>> BEGIN
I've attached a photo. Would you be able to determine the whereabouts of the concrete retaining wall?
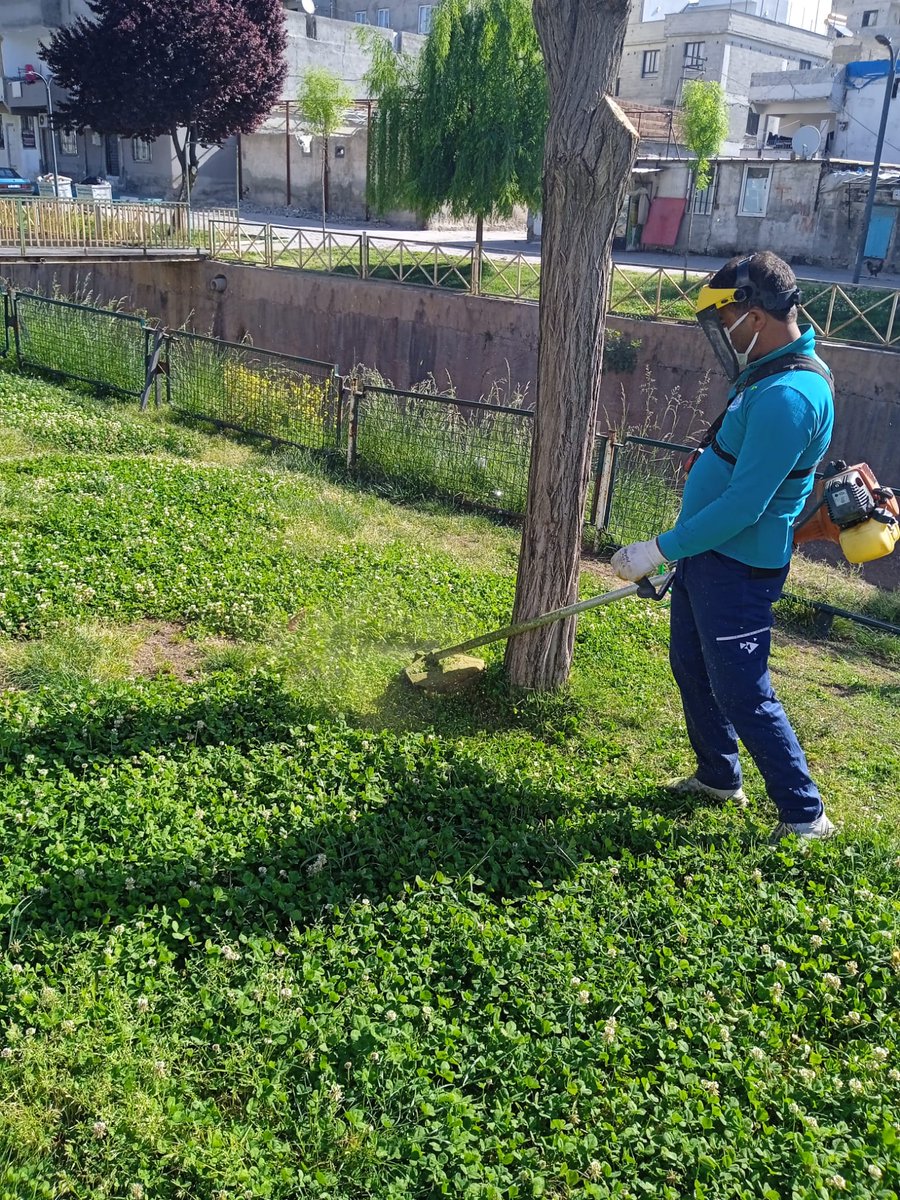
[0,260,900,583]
>> END
>> BEGIN
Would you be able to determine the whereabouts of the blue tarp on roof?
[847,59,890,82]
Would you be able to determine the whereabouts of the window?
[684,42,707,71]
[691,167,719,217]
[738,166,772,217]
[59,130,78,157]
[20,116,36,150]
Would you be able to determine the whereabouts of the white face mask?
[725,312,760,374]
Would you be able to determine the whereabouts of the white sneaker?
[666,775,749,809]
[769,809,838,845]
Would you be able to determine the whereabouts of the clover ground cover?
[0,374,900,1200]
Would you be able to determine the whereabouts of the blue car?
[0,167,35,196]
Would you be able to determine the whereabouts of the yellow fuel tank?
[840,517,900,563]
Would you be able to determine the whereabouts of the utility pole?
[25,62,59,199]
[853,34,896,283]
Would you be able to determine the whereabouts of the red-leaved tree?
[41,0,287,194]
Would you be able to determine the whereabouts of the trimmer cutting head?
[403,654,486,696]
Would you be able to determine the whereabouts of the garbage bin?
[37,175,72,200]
>> END
>> BEGIN
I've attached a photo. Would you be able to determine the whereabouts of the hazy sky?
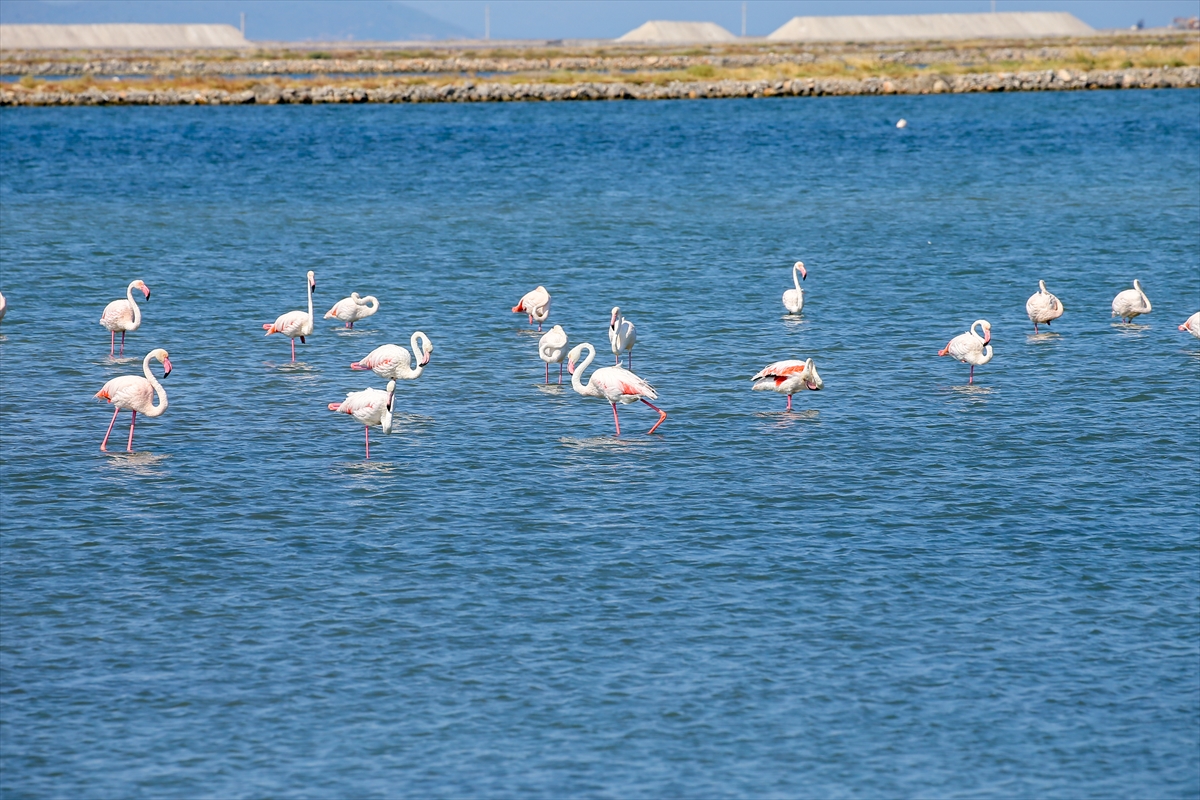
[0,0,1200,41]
>> END
(WHAT YOU NEED TO DO) Copy the material verbatim, starting at the line with "Would you be able to determine the whereabouts of the window?" and continuing up to and including the line with "[37,175,72,200]".

(FINAL ANSWER)
Would you be able to determine the whereabouts of the window?
[684,42,707,71]
[691,167,719,217]
[738,166,772,217]
[59,130,78,157]
[20,116,36,150]
Would you be able to determine the whereabouts of the white face mask?
[725,312,760,374]
Would you be able to determine the whereabouts of the white sneaker?
[666,775,749,809]
[769,809,838,845]
Would you be able to determine the whereabouts of the clover ground cover?
[0,374,900,1200]
Would you be able to determine the whereabouts of the blue car?
[0,167,35,196]
Would you be able to determine the whereabouts of the yellow fuel tank?
[840,517,900,563]
Would you be able to determine the whereabouts of the utility pole?
[25,62,59,199]
[853,34,896,283]
Would you be able to determine the whereabouts of the red-leaved tree?
[41,0,287,194]
Would you be able to determine the whereabouts of the trimmer cutting head?
[403,654,486,696]
Would you be able to determine the whereabouts of the garbage bin?
[37,175,72,200]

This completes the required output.